Texto para leitura
-*-*-
A técnica consiste na introdução de um eletrodo pela veia femoral da perna direita, que segue até o coração. Ao se aproximar dele, um gerador de radiofreqüência manda pelo eletrodo sinais elétricos, que queimam parte das ramificações (de 30% a 60%) do nervo vago, o responsável pela arritmia vago-vagal (ver quadro ao lado).

A função do nervo vago é levar informações do cérebro ao coração. Uma delas é reduzir o trabalho do coração quando há sinal de perigo para o organismo, como stress ou ferimentos. Ele entende que a redução dos batimentos cardíacos diminui a pressão arterial. Ou, então, em caso de ferimentos, reduz a intensidade de hemorragias, já que passa a bombear menos sangue nessa condição.
-*-*-
Dados brutos
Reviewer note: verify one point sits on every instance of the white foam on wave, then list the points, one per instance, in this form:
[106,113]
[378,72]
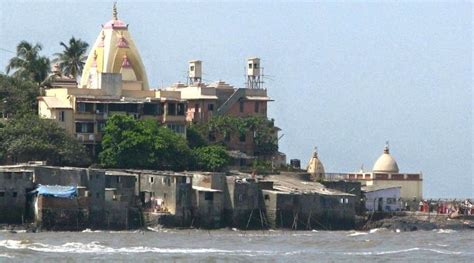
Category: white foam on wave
[375,230]
[445,231]
[88,230]
[408,250]
[96,248]
[6,256]
[357,233]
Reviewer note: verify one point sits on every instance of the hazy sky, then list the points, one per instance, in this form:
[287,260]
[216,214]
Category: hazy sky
[346,76]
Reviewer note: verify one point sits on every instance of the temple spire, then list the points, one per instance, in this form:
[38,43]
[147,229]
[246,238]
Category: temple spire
[386,149]
[315,152]
[114,11]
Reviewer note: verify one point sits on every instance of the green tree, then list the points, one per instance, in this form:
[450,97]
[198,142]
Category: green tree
[130,143]
[194,137]
[127,143]
[28,138]
[72,59]
[28,64]
[211,158]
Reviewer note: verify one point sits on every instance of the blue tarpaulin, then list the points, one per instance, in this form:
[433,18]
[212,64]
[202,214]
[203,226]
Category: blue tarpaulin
[57,191]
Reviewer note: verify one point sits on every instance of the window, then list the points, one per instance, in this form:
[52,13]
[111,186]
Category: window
[227,136]
[171,108]
[62,115]
[84,127]
[178,128]
[210,107]
[85,107]
[209,196]
[181,109]
[150,109]
[100,108]
[101,126]
[211,137]
[242,137]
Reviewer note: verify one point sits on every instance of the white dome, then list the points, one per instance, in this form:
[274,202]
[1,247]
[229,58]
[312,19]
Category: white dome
[385,163]
[315,166]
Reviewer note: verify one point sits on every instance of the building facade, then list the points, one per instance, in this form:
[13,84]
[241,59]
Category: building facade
[114,81]
[386,174]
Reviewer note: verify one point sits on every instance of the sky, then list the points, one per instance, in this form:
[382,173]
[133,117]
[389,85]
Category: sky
[346,76]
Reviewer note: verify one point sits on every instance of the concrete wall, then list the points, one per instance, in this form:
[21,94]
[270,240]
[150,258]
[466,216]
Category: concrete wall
[209,209]
[62,214]
[383,200]
[175,191]
[243,205]
[308,211]
[14,186]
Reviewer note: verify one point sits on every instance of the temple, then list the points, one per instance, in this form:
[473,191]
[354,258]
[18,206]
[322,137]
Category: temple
[114,81]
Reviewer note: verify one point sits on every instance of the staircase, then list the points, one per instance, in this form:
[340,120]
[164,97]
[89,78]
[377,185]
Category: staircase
[239,93]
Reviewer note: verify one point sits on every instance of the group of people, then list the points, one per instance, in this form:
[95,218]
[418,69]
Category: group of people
[451,208]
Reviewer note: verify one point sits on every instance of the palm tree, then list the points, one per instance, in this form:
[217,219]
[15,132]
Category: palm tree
[71,61]
[28,64]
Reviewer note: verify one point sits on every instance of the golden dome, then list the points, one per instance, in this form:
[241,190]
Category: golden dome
[113,43]
[386,163]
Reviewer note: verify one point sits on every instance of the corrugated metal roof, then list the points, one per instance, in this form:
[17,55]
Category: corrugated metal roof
[55,103]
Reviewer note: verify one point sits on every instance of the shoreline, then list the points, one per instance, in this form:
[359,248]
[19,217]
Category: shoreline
[397,222]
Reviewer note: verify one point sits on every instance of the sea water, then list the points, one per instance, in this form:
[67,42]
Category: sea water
[171,245]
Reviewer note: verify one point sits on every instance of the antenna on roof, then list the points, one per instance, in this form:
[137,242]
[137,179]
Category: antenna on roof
[114,11]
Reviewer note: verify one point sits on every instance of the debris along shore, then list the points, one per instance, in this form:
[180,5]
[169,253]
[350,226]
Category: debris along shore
[412,221]
[400,221]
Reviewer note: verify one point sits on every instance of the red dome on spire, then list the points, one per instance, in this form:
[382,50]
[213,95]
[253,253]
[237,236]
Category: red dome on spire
[126,62]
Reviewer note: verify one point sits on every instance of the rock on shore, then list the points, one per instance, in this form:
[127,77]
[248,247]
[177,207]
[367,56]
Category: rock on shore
[419,221]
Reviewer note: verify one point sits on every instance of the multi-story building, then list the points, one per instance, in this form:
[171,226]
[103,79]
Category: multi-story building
[221,99]
[114,81]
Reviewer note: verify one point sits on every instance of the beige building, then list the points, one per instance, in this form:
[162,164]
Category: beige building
[315,167]
[386,174]
[114,81]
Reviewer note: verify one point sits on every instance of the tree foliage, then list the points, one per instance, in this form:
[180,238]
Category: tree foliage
[28,138]
[211,158]
[130,143]
[28,64]
[72,59]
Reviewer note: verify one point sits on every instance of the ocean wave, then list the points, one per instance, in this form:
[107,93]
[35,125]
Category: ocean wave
[445,231]
[96,248]
[6,256]
[357,233]
[408,250]
[88,230]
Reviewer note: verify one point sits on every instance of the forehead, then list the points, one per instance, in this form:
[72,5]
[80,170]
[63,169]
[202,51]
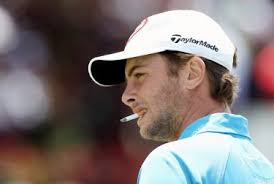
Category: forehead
[153,59]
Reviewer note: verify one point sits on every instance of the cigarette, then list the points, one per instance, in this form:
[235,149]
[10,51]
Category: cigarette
[129,118]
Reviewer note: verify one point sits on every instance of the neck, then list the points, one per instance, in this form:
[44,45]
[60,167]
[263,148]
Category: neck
[199,110]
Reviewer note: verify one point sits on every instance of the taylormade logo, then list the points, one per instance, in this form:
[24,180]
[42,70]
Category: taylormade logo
[178,38]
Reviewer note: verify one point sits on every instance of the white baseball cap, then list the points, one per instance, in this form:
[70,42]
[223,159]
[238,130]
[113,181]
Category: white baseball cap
[185,31]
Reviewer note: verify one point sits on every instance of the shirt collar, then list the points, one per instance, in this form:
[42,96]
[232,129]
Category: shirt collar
[225,123]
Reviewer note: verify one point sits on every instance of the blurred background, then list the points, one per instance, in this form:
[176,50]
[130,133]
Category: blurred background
[58,127]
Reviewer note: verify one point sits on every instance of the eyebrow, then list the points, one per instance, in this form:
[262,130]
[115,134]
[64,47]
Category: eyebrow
[129,73]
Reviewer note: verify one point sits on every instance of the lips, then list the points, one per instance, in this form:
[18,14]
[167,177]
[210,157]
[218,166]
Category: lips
[139,110]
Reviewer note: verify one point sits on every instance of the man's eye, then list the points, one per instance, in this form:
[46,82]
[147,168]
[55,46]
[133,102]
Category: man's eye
[138,75]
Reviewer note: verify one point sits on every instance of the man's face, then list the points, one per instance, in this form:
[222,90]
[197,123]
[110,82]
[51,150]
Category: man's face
[157,97]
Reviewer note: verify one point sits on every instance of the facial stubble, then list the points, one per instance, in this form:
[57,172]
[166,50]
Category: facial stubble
[166,120]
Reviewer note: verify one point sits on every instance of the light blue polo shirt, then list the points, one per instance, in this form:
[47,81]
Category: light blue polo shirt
[215,149]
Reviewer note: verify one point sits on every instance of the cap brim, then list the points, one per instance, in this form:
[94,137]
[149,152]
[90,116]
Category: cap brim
[109,70]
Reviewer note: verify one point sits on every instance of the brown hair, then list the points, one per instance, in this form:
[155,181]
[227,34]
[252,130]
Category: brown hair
[223,85]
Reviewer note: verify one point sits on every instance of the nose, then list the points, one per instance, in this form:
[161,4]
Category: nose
[129,95]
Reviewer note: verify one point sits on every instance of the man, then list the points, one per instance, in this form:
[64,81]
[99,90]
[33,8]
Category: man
[177,68]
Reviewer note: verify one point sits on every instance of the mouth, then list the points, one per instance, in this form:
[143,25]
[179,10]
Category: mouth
[141,116]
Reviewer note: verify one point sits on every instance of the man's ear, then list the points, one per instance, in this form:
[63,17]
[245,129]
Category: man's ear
[195,72]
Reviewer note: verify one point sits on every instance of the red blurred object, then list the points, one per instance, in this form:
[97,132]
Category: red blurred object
[264,70]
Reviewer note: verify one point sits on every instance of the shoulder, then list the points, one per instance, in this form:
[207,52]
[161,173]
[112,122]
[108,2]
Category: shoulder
[184,161]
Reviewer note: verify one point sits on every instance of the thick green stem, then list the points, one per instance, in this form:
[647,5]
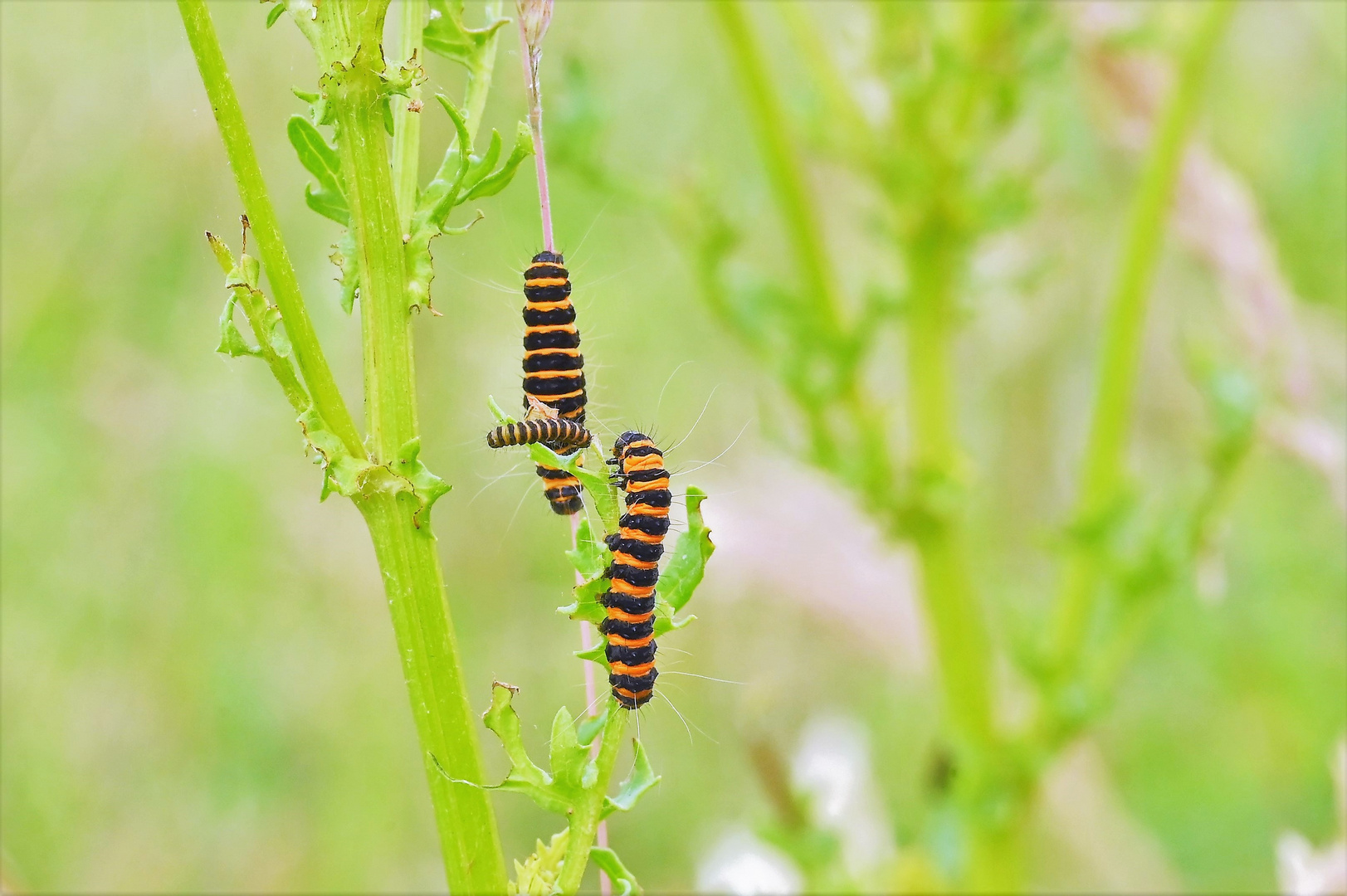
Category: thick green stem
[346,39]
[445,723]
[783,170]
[583,822]
[1104,465]
[406,120]
[252,190]
[957,620]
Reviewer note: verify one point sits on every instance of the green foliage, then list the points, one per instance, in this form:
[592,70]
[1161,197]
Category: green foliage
[536,876]
[450,38]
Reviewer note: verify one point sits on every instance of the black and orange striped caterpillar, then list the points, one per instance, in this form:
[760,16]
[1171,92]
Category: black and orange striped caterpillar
[557,433]
[637,548]
[554,368]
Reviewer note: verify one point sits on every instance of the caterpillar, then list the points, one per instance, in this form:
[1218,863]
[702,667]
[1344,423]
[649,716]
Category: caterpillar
[564,433]
[554,368]
[637,548]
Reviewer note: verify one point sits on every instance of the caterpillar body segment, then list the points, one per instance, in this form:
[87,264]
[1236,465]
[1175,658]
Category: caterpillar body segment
[554,368]
[637,546]
[559,431]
-*-*-
Exercício 1
Liste, na ordem em que aparecem e sem repetições, todas as partes do corpo humano nomeadas no texto sobre o nervo vago.
Exercício 2
Transcreva do texto sobre o nervo vago o trecho que vai de "A função do" até "sangue nessa condição.", incluindo estas últimas palavras.

Resolução 1
veia femoral, perna direita, coração, nervo vago, cérebro

Resolução 2
A função do nervo vago é levar informações do cérebro ao coração. Uma delas é reduzir o trabalho do coração quando há sinal de perigo para o organismo, como stress ou ferimentos. Ele entende que a redução dos batimentos cardíacos diminui a pressão arterial. Ou, então, em caso de ferimentos, reduz a intensidade de hemorragias, já que passa a bombear menos sangue nessa condição.